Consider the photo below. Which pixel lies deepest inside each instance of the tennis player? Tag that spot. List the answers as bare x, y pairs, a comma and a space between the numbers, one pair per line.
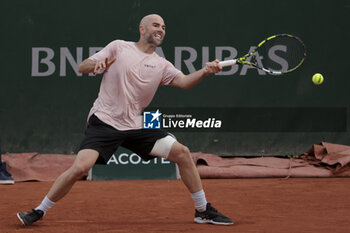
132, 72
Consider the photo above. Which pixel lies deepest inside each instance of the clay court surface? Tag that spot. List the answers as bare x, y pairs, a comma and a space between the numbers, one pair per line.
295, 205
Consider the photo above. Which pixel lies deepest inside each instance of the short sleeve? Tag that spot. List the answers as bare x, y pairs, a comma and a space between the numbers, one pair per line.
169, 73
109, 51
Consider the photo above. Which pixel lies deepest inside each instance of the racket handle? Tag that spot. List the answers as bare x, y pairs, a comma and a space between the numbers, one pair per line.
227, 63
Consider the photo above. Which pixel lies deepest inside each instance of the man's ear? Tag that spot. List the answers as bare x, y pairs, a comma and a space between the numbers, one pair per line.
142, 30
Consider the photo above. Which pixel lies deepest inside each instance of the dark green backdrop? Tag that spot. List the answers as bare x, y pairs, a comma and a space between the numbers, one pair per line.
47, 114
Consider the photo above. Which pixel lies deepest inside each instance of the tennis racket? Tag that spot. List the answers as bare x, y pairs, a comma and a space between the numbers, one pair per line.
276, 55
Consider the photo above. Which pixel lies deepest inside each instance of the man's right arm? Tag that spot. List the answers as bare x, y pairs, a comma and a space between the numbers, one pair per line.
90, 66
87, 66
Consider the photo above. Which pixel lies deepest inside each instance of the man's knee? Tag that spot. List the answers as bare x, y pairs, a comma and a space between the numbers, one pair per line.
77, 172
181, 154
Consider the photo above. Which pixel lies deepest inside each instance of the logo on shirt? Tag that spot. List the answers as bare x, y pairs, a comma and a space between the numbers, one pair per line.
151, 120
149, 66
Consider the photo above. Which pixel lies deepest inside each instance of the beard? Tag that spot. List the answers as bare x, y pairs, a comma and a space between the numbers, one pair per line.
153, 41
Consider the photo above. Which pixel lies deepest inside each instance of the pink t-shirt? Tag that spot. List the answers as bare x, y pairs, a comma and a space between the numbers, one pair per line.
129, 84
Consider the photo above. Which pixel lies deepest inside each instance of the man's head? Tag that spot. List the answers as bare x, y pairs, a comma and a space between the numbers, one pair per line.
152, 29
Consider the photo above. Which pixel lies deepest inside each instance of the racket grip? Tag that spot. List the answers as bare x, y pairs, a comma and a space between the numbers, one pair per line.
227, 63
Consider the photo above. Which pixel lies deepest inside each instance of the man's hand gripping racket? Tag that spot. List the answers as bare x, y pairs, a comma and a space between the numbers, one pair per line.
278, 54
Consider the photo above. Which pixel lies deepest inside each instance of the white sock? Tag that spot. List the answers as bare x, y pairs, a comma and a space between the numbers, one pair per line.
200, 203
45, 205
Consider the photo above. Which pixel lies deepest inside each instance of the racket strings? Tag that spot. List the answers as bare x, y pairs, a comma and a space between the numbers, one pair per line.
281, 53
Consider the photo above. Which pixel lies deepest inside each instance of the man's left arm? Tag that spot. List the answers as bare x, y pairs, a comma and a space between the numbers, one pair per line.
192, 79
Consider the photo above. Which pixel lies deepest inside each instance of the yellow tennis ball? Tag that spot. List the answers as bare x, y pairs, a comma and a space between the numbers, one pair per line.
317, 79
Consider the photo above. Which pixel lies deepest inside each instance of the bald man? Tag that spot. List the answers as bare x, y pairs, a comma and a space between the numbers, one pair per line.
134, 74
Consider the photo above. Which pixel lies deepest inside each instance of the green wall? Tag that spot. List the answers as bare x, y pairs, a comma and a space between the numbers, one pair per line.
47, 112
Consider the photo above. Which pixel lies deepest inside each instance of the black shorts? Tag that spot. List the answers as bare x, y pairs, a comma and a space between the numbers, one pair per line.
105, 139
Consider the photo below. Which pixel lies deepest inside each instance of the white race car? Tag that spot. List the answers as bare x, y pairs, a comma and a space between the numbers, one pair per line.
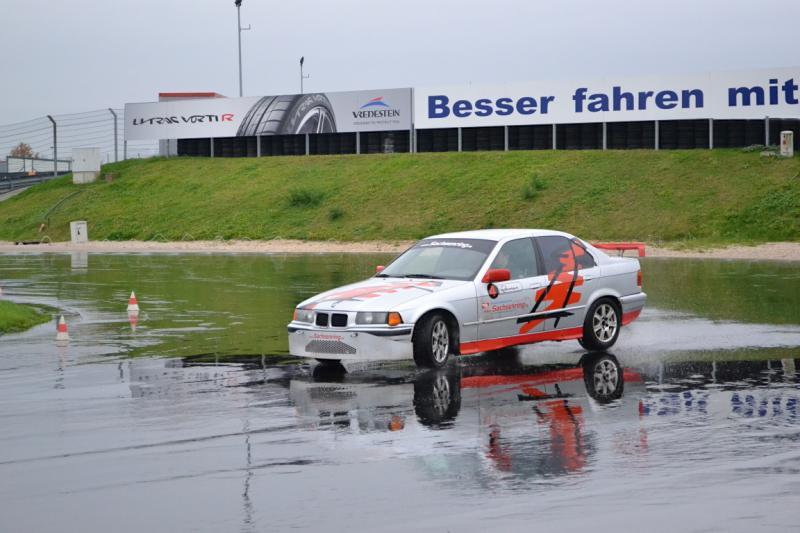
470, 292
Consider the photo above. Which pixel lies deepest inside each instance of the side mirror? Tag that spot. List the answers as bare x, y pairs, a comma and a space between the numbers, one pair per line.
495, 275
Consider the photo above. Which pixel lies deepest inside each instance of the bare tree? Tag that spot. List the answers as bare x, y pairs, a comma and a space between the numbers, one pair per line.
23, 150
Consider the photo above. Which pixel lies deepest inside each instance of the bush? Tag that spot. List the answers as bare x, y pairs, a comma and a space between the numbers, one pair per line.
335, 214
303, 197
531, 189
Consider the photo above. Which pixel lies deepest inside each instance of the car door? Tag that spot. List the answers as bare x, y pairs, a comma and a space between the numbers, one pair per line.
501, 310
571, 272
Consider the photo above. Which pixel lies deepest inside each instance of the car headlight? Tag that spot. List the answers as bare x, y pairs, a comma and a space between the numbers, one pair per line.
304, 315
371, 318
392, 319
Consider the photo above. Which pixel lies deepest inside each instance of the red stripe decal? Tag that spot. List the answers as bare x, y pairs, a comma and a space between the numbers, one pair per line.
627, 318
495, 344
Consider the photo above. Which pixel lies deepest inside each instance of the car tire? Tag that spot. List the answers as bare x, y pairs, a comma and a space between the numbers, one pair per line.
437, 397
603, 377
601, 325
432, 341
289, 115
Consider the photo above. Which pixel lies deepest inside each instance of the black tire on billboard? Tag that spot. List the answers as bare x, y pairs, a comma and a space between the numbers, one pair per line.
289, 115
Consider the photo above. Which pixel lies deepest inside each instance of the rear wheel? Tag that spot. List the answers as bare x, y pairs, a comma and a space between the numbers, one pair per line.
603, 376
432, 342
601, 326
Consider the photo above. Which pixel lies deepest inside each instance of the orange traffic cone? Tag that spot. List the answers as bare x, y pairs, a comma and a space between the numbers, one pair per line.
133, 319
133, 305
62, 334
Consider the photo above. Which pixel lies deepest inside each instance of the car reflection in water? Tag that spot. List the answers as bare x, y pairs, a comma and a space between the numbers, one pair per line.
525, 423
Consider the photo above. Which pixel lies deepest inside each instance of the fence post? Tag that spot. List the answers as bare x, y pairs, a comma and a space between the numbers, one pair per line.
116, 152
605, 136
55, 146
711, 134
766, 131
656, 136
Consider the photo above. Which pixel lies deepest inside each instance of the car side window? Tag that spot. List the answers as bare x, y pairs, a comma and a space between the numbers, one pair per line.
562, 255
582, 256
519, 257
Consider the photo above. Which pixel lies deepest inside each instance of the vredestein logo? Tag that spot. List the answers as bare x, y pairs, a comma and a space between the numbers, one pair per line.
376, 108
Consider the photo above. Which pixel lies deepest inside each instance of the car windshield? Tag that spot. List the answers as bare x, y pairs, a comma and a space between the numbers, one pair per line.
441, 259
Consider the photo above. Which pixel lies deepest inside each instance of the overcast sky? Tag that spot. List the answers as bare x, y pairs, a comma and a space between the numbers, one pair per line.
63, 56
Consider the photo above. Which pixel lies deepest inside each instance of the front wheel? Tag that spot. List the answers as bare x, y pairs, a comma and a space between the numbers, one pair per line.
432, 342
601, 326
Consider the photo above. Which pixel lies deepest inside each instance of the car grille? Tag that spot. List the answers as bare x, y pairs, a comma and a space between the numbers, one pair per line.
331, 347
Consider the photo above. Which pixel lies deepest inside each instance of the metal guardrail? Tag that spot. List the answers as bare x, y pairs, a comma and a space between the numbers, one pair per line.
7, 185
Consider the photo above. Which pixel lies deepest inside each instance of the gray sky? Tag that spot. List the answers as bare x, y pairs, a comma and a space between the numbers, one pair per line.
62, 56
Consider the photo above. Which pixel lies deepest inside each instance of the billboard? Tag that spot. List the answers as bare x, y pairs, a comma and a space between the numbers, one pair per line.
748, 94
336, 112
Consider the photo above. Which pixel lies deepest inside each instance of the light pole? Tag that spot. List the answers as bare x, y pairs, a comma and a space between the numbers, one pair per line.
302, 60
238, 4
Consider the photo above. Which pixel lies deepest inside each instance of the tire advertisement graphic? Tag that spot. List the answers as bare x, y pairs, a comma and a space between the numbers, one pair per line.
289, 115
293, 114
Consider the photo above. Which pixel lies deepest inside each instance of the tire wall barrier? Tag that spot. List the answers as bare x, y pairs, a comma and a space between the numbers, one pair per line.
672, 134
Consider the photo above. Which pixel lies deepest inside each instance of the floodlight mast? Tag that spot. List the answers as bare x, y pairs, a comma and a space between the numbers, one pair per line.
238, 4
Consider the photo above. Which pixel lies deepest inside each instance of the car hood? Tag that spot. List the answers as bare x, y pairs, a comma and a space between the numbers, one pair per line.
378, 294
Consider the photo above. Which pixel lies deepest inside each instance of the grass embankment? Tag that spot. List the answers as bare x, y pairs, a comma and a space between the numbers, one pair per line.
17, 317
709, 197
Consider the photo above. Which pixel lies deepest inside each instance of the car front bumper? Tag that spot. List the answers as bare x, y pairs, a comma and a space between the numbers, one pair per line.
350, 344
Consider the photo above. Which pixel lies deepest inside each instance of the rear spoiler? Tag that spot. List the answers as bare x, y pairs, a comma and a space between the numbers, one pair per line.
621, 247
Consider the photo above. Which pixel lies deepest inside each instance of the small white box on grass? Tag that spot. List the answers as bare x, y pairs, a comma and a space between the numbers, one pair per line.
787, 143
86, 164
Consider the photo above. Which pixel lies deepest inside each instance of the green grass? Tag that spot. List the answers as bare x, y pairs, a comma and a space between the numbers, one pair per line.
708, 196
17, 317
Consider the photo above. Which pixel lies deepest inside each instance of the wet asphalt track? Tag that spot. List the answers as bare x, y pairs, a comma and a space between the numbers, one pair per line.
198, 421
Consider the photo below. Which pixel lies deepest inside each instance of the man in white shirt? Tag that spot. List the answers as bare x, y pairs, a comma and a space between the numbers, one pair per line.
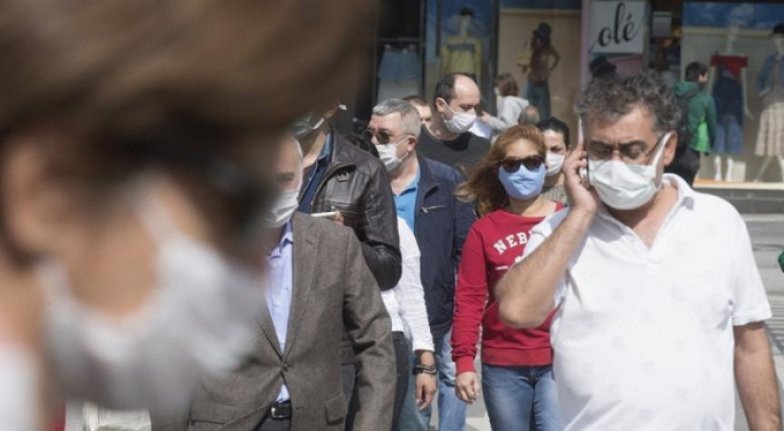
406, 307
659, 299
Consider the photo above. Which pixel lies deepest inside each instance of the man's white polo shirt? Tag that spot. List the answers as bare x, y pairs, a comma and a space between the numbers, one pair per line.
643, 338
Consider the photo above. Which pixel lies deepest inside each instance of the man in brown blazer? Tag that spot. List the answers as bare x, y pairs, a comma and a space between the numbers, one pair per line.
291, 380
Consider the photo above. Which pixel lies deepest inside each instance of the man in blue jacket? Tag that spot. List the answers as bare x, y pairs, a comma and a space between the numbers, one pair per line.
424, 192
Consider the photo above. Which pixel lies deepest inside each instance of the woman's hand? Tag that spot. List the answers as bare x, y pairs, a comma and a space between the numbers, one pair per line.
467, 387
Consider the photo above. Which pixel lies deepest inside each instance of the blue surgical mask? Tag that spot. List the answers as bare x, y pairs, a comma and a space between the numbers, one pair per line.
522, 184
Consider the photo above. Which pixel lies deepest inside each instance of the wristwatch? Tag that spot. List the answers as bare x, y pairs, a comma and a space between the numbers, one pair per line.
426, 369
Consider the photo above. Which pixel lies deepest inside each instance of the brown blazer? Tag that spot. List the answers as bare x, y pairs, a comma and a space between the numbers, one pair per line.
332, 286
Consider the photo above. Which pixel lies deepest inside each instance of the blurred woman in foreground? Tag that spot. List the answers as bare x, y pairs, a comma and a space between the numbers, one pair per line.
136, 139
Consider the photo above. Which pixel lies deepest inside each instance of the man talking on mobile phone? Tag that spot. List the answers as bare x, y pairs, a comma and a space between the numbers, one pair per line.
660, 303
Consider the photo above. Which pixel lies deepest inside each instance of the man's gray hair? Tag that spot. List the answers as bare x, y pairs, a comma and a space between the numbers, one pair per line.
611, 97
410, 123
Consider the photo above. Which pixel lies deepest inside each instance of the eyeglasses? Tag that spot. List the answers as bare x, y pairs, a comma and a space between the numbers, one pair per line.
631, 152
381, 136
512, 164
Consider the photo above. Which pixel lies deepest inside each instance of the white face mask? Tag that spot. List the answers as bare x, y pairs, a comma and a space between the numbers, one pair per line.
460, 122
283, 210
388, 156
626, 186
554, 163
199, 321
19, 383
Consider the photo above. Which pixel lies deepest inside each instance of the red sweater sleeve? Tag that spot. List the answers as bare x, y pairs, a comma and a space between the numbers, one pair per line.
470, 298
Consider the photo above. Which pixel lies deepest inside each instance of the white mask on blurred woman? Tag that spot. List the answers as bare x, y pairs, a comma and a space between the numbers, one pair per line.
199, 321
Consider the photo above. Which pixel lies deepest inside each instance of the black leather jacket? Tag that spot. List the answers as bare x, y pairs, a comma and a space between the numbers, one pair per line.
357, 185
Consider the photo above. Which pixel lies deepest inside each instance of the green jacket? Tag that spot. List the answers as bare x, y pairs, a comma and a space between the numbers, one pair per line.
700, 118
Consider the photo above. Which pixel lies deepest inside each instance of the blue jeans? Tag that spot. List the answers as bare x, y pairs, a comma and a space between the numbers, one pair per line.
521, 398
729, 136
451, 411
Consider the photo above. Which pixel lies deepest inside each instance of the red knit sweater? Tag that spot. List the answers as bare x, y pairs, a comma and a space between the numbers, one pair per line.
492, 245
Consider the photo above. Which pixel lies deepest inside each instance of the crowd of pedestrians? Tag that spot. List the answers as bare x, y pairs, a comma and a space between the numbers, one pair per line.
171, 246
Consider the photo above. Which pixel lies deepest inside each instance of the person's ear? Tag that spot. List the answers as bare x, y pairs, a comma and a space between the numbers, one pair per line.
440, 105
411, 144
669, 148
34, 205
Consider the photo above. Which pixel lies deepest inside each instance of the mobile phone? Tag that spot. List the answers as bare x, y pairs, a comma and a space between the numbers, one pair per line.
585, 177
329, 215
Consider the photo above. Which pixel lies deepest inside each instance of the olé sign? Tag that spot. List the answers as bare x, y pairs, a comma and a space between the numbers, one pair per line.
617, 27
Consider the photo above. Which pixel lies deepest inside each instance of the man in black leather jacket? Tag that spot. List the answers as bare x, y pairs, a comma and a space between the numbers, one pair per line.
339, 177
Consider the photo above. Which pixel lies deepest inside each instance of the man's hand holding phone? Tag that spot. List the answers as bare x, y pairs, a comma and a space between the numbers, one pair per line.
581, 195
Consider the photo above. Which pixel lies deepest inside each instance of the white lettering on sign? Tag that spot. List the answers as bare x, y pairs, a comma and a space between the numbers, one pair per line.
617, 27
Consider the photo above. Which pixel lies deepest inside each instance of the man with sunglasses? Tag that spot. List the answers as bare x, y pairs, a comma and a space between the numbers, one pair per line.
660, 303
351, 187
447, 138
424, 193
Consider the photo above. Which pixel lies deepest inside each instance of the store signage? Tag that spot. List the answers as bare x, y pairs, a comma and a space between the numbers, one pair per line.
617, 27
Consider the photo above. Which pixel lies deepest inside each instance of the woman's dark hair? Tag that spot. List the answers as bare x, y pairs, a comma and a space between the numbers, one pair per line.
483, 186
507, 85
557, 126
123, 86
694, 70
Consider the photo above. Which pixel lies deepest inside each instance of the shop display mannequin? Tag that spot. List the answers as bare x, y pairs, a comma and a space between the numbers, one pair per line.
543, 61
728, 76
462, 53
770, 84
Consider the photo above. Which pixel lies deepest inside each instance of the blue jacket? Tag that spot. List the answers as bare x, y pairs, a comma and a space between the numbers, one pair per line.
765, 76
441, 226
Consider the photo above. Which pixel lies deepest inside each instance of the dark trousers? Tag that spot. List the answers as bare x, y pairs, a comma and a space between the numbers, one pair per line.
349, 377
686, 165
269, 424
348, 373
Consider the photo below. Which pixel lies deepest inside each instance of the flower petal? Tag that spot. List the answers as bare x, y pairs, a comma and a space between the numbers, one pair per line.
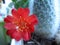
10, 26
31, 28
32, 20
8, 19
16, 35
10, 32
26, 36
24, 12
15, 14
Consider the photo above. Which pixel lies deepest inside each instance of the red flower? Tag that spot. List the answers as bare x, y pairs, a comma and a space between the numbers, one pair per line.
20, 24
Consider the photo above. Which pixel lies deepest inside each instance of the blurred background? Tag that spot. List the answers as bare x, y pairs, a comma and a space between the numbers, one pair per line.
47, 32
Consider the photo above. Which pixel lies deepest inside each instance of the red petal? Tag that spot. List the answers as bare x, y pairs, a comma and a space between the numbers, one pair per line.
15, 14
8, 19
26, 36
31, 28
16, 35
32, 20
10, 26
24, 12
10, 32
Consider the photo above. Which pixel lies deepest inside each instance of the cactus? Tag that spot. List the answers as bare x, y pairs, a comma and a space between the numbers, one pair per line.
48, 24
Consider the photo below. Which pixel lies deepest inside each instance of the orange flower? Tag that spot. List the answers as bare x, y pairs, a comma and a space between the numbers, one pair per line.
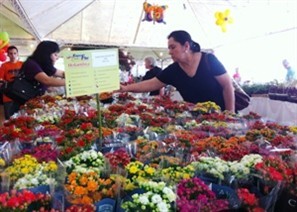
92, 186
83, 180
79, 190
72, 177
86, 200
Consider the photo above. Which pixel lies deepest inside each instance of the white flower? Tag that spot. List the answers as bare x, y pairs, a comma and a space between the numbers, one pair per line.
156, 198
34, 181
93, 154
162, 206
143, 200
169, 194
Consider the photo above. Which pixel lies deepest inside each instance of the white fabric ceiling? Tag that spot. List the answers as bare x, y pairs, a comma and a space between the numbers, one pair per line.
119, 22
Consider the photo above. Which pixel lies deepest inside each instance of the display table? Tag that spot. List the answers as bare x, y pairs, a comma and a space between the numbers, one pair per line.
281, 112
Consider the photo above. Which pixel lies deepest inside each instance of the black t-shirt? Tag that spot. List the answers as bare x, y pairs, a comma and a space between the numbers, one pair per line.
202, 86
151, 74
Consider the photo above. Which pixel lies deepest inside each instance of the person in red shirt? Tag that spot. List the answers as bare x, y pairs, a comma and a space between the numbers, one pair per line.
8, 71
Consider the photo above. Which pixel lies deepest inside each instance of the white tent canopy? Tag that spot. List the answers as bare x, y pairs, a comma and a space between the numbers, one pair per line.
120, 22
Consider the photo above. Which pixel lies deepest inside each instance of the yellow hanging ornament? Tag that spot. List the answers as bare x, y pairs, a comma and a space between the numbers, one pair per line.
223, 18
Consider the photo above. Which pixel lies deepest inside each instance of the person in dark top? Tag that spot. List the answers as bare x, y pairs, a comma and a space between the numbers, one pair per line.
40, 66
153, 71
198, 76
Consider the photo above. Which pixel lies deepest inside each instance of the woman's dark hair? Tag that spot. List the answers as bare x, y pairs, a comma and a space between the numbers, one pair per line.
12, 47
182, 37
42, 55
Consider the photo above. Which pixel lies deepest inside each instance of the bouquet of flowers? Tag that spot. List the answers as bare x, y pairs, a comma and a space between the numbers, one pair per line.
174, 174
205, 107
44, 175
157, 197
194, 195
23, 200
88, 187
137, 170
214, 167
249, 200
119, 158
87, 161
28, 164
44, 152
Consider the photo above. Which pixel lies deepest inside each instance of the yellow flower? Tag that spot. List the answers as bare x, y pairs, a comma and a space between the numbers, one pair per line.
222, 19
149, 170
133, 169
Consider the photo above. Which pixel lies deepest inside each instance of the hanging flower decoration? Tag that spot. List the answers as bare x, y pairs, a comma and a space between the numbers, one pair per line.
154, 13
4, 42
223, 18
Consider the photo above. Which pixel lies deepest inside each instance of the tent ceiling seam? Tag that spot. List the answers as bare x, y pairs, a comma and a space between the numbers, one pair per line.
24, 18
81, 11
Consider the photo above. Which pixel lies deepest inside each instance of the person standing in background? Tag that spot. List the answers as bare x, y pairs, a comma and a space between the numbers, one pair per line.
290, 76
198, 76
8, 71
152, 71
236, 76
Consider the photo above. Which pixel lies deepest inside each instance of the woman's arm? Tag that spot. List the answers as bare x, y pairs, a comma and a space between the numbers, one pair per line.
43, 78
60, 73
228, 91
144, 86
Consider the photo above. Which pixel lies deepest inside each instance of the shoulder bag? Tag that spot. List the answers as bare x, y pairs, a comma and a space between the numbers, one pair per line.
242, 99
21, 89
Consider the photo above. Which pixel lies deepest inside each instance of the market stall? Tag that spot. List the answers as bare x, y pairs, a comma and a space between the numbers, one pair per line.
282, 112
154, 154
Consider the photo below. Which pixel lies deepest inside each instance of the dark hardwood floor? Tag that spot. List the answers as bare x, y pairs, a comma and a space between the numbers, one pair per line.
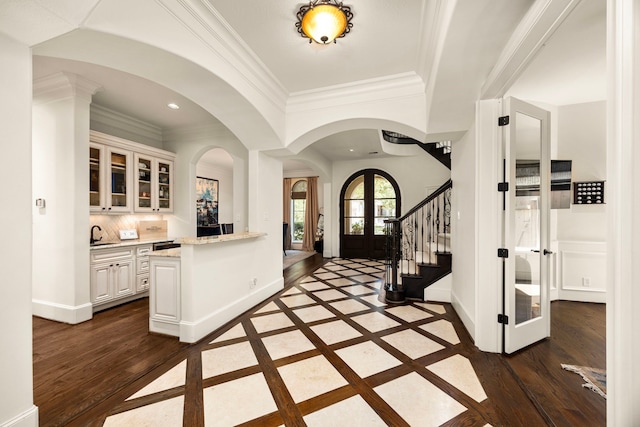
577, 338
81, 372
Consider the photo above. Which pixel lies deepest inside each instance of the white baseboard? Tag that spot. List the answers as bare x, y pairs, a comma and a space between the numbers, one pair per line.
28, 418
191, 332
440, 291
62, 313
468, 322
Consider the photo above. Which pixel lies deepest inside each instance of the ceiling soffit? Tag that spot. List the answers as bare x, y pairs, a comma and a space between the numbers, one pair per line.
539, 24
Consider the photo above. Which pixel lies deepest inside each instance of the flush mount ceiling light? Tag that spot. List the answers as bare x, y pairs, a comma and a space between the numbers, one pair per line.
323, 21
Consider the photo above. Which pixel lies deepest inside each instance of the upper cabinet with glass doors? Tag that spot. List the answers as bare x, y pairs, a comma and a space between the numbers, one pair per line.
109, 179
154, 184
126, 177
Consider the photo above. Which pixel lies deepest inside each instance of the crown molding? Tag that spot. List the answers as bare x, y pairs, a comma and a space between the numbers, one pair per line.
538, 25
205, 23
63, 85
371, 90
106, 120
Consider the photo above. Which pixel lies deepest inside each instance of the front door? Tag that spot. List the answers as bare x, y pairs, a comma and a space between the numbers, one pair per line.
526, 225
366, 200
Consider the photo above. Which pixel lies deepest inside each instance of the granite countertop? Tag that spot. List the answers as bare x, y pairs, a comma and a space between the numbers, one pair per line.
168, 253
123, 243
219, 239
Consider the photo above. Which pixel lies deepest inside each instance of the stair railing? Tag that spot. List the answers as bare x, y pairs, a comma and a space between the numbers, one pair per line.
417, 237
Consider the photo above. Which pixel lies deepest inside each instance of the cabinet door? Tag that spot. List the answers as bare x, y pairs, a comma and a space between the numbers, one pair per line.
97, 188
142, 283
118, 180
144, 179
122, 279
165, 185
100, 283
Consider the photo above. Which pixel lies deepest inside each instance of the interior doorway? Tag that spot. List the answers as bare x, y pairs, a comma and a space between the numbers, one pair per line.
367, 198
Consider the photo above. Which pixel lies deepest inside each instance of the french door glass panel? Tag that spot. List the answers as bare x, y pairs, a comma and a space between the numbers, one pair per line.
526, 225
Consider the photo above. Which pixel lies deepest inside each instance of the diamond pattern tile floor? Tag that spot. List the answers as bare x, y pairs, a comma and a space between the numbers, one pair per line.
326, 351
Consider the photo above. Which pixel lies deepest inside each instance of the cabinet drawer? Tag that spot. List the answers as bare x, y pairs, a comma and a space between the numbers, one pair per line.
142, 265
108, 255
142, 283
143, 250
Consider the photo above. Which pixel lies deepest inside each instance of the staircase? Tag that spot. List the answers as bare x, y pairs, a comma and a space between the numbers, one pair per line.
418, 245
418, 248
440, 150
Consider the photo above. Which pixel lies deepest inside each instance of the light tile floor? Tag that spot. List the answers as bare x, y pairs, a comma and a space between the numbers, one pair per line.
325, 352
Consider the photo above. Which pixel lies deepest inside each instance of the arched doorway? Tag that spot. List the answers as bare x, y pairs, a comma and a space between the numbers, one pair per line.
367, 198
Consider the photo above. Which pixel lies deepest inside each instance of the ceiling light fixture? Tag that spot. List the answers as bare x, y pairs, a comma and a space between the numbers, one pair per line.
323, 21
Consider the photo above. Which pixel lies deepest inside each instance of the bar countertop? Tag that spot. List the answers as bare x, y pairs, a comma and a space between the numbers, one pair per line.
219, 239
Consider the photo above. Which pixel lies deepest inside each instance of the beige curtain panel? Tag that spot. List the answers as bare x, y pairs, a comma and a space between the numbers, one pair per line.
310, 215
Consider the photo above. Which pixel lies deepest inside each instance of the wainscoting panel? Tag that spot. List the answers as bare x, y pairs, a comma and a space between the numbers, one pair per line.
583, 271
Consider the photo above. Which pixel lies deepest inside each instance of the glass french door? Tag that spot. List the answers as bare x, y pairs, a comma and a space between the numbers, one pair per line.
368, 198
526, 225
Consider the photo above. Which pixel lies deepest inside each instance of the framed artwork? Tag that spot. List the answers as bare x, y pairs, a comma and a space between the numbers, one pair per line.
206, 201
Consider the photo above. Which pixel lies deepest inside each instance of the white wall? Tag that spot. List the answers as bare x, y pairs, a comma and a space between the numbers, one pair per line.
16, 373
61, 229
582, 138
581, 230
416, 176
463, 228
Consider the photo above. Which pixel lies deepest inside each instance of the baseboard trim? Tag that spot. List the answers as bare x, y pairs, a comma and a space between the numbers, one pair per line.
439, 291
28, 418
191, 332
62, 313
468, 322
....
Task to complete: Return the lines beginning at the one that contains "of the beige" and continuing through the last line of the data, exactly as they stand and without any others.

Response to this exercise:
Consider the photo above. Which pixel lies deepest inside each instance of the beige curtain panel? Tag that spot. List the answers as bare x, y pairs, a comma and a space between the numbers, one pair per line.
310, 215
Consider the photo above. Which pixel lies deepest inside each instance of the wainscoting panel? Tag that spot. List the answers as bare x, y pairs, a comma and a space between the numbers, one pair per line.
583, 271
Consider the photo above. Which pixel lies deepest inside each instance of the glass french door? Tag that spot. List the answers as bare x, y pairs, a comma and a space between the numbers, one pair per line.
368, 198
526, 225
Consider the photo above. Which pixel lies deepest inside each instance of the framed artwork? Tag that spot. List the answers as bare x, y pairs, a comma and a space between the numbers, one pair per line.
206, 201
Consider the photo above. Which pixel lies deepest inside each instance of the white wall? Tag that spot. List the answers as bare x, y pairs, a comma and a space between the numbers, one pair per line.
16, 373
61, 229
582, 138
581, 230
416, 176
463, 228
Consider the photo above. Which pixel lies deepest inside each instance of the baseboard trim? Tag that spot. List the answers as bare x, y pairs, a comma and a space between the numbers, one pair per line.
439, 291
28, 418
191, 332
62, 313
468, 322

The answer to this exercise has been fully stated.